» Prompt: From the editorial on local voters, extract everything from "Congratulations to local" down to "it did statewide.", copying the passage word for word.

» Page extract:
Local voters

Looking past a reflexive ‘no’ and showing support for quality services

Congratulations to local voters, who chose to raise property taxes to better fund the Cortez Fire Protection District. They also opted to allow the Montezuma County Hospital District to receive grant funds in excess of TABOR limits — not a tax hike but potentially a spending increase.

In addition, a smaller proportion of Montezuma County residents voted against Amendment 66 to the Colorado Constitution, a measure that would have instituted drastic changes in the funding of K-12 education in the state.

True, Amendment 66 would have benefited local schools more than those in wealthy districts or with fewer low-performing youth. It is also true that it would not have raised taxes for most voters. Nonetheless, it was a tax increase, and it found slightly more favor here than it did statewide.

Ballot Issue AA, approving taxation of recreational marijuana sales, passed here with a slightly smaller percentage of votes than it received statewide, but 63.7 percent of local voters still favored it, and it, too, is still a tax increase.

Montezuma County has long boasted one of the most conservative, anti-tax, small-government electorates that exist anywhere in the state. Yet last year, voters here easily passed measures to fund a new high school in Cortez and extensive school construction and remodeling in Dolores, as well as increasing the mill levy for Mancos schools.

What’s going on here?

Part of what happened was that turnout was relatively high. More than 44 percent of eligible voters cast ballots this year.

But the large force at work here may be a national realization that the recent “government and taxes are bad” mantra may be too simplistic.

Taxes should be raised judiciously and budgets should be frugal, but “government” does accomplish some good things, and it costs money. Both fire protection and the continued existence of a high-quality local hospital are services best accomplished by people working together.

Dataset entries:
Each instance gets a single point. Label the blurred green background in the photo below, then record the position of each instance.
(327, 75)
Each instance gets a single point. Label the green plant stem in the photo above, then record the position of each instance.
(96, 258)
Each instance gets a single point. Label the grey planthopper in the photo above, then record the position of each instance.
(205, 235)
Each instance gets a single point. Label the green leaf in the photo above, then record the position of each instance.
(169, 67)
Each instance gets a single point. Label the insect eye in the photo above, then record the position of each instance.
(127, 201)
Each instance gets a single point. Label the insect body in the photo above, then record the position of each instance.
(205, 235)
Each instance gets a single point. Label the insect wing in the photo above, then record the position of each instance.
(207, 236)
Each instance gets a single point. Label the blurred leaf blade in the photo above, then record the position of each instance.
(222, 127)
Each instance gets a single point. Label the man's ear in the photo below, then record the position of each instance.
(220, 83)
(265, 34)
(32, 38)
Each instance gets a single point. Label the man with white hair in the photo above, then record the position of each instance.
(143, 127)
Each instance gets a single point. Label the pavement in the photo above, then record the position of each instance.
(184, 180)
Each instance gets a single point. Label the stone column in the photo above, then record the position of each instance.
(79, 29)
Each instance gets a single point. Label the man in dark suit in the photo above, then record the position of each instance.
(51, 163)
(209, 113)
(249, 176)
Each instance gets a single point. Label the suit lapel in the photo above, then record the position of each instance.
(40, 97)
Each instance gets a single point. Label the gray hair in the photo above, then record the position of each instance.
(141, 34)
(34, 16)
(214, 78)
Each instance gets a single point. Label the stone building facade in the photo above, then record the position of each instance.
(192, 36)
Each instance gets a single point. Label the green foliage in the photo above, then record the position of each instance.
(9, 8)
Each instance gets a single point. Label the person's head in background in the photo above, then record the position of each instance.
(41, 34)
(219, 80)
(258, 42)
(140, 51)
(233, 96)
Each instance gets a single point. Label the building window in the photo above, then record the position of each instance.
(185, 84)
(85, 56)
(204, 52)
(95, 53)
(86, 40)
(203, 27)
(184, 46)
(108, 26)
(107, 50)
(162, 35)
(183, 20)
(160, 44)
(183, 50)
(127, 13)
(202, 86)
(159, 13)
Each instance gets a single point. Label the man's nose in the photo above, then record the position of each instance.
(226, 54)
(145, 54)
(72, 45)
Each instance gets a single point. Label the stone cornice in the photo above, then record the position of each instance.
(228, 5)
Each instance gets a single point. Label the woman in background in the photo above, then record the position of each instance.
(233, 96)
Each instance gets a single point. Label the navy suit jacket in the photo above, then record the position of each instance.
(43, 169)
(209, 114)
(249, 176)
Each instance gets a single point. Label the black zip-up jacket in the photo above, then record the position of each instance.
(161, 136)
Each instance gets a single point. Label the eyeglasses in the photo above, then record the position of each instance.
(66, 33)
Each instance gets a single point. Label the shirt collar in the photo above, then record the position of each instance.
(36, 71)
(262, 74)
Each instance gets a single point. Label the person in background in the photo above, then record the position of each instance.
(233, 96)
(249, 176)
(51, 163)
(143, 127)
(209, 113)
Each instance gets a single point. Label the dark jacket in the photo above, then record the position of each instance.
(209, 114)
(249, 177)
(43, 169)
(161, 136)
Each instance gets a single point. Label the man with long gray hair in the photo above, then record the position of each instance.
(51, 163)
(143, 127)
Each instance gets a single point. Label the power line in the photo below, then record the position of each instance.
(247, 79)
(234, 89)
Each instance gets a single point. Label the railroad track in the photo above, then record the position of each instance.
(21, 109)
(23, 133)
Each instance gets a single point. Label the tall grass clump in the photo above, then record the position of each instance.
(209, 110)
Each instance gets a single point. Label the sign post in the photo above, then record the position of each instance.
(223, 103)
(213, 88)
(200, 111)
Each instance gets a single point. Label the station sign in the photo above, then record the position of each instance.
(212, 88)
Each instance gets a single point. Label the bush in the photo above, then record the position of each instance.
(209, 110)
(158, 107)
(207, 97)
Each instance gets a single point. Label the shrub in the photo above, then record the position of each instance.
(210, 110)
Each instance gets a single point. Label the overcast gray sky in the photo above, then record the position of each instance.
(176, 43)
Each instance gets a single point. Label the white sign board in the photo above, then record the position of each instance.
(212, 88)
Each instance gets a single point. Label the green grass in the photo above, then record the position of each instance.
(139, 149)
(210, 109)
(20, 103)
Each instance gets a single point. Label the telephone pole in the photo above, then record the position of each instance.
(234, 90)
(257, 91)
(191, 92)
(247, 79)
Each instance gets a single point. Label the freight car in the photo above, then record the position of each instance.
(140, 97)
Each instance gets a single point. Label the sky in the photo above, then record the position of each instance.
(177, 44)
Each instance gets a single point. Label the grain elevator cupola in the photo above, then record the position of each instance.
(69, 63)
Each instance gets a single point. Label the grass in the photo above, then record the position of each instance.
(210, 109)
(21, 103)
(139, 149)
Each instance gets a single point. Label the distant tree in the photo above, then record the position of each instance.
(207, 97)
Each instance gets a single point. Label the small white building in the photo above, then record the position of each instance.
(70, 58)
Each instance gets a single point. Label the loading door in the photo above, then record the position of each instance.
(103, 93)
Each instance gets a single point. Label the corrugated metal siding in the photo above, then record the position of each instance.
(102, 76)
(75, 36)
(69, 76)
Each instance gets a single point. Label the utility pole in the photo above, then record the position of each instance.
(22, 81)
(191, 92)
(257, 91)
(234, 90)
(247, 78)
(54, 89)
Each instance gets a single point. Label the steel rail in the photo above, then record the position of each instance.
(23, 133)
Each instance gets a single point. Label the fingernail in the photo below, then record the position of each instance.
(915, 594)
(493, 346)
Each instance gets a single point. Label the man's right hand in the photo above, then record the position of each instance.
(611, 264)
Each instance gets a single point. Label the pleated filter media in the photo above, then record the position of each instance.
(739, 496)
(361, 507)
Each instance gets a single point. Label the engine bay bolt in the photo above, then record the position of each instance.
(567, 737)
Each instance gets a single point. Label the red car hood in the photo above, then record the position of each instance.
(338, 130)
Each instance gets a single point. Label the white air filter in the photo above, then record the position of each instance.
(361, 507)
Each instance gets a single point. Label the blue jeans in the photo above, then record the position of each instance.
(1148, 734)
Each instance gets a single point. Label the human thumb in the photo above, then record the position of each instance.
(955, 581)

» Answer to this exercise:
Congratulations to local voters, who chose to raise property taxes to better fund the Cortez Fire Protection District. They also opted to allow the Montezuma County Hospital District to receive grant funds in excess of TABOR limits — not a tax hike but potentially a spending increase.

In addition, a smaller proportion of Montezuma County residents voted against Amendment 66 to the Colorado Constitution, a measure that would have instituted drastic changes in the funding of K-12 education in the state.

True, Amendment 66 would have benefited local schools more than those in wealthy districts or with fewer low-performing youth. It is also true that it would not have raised taxes for most voters. Nonetheless, it was a tax increase, and it found slightly more favor here than it did statewide.